**저장된 기록**
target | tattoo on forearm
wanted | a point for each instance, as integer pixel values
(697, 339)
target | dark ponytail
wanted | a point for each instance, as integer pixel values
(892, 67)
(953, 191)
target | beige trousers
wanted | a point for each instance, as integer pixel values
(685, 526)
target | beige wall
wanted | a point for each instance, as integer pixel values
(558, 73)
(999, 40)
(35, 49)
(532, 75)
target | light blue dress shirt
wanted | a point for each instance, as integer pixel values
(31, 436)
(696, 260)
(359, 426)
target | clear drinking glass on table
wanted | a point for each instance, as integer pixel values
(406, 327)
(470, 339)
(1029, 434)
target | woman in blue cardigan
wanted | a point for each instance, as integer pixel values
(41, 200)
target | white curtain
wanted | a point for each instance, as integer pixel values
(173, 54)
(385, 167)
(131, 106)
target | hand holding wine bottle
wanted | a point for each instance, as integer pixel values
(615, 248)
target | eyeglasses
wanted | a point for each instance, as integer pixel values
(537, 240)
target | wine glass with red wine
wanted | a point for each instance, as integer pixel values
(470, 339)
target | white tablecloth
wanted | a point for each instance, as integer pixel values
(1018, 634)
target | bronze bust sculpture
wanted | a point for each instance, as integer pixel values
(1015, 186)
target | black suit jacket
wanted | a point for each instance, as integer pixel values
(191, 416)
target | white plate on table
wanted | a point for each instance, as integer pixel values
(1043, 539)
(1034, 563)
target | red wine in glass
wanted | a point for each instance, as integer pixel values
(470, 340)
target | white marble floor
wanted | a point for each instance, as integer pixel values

**요구 사항**
위의 기록을 처음부터 끝까지 한 글자도 바꾸지 말고 그대로 다시 쓰세요.

**답변**
target | tattoo on forearm
wanted | a point for each instance, as integer pixel values
(697, 339)
target | dark ponytail
wanted | a point for each instance, as integer pixel values
(892, 67)
(953, 191)
target | beige trousers
wanted | a point for each instance, as integer pixel values
(685, 526)
target | beige wall
wanted | a point for each instance, as integer pixel values
(558, 73)
(999, 40)
(35, 49)
(532, 75)
target | light blue dress shirt
wanted | a point for each instance, as integer pixel values
(31, 436)
(696, 260)
(359, 426)
target | clear drinking glass on table
wanted | a point for each instance, as integer pixel values
(406, 327)
(470, 339)
(1029, 434)
target | woman in blue cardigan
wanted | a point for each instance, as integer pixel values
(41, 200)
target | white curtain
wanted | a point for each instance, as integer pixel values
(173, 54)
(385, 167)
(131, 106)
target | hand holding wine bottle
wanted | a point for each instance, as integer pixel values
(615, 248)
target | eyeglasses
wanted | a point for each instance, as integer pixel values
(537, 240)
target | wine glass with red wine
wanted | a point for each instance, as integer pixel values
(470, 339)
target | white tablecloth
wanted | a point for each instance, as integer pixel values
(1018, 634)
target | bronze bust sculpture
wanted | a point for each instance, as integer pixel values
(1015, 186)
target | black suit jacket
wanted | a point for each instance, as integer pixel values
(191, 416)
target | white plate on table
wanted | a point for each instance, as integer pixel values
(1043, 539)
(1034, 563)
target | red wine in glass
wanted | a point for each instance, as integer pixel values
(470, 340)
target | white marble floor
wanted | a point for each instance, as integer pixel values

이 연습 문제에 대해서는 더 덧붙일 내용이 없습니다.